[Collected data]
◆ ◆ ◆ ◆ ◆ ◆ ◆

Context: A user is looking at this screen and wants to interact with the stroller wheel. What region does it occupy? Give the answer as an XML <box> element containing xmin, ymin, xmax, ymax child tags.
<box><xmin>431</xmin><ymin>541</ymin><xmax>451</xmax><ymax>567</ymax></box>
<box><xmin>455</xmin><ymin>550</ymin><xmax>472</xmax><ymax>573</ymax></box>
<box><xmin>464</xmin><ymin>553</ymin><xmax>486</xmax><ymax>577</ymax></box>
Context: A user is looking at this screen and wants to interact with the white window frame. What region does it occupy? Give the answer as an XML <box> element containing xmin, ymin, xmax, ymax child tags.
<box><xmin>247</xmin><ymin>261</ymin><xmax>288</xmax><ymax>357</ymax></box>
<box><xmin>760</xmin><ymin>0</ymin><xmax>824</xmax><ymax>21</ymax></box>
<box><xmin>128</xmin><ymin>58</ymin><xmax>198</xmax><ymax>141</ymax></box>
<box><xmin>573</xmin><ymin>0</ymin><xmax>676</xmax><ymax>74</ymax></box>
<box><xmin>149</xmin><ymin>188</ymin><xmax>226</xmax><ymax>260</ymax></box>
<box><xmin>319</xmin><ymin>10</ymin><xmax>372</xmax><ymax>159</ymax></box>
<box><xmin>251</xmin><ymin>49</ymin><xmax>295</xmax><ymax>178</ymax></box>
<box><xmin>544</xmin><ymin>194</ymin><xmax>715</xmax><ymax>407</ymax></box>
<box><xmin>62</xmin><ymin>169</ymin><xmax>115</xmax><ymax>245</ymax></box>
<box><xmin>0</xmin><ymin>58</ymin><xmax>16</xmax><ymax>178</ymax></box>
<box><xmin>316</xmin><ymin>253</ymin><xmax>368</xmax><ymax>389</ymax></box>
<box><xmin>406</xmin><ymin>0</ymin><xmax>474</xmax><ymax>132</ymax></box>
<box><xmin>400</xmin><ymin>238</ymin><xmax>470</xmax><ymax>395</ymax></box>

◆ ◆ ◆ ◆ ◆ ◆ ◆

Set exercise →
Could you transcribe the records in full, exactly?

Solution to the exercise →
Context: A user is looking at this screen and wants to interact with the stroller wheel. What region does it occupy? Give the answer as an XML <box> element containing xmin, ymin, xmax, ymax child tags.
<box><xmin>431</xmin><ymin>541</ymin><xmax>451</xmax><ymax>567</ymax></box>
<box><xmin>455</xmin><ymin>550</ymin><xmax>472</xmax><ymax>573</ymax></box>
<box><xmin>464</xmin><ymin>553</ymin><xmax>486</xmax><ymax>577</ymax></box>
Context: A user is looking at this screen and wants to interact with the white window frame. What region does it occupy? Give the answer as an XML <box> element containing xmin, ymin, xmax, ymax child tags.
<box><xmin>247</xmin><ymin>261</ymin><xmax>288</xmax><ymax>357</ymax></box>
<box><xmin>760</xmin><ymin>0</ymin><xmax>824</xmax><ymax>21</ymax></box>
<box><xmin>128</xmin><ymin>58</ymin><xmax>198</xmax><ymax>141</ymax></box>
<box><xmin>573</xmin><ymin>0</ymin><xmax>676</xmax><ymax>74</ymax></box>
<box><xmin>149</xmin><ymin>188</ymin><xmax>226</xmax><ymax>260</ymax></box>
<box><xmin>319</xmin><ymin>10</ymin><xmax>372</xmax><ymax>159</ymax></box>
<box><xmin>251</xmin><ymin>49</ymin><xmax>295</xmax><ymax>178</ymax></box>
<box><xmin>544</xmin><ymin>194</ymin><xmax>715</xmax><ymax>407</ymax></box>
<box><xmin>62</xmin><ymin>169</ymin><xmax>115</xmax><ymax>245</ymax></box>
<box><xmin>0</xmin><ymin>58</ymin><xmax>16</xmax><ymax>178</ymax></box>
<box><xmin>316</xmin><ymin>253</ymin><xmax>368</xmax><ymax>389</ymax></box>
<box><xmin>406</xmin><ymin>0</ymin><xmax>474</xmax><ymax>132</ymax></box>
<box><xmin>400</xmin><ymin>238</ymin><xmax>470</xmax><ymax>395</ymax></box>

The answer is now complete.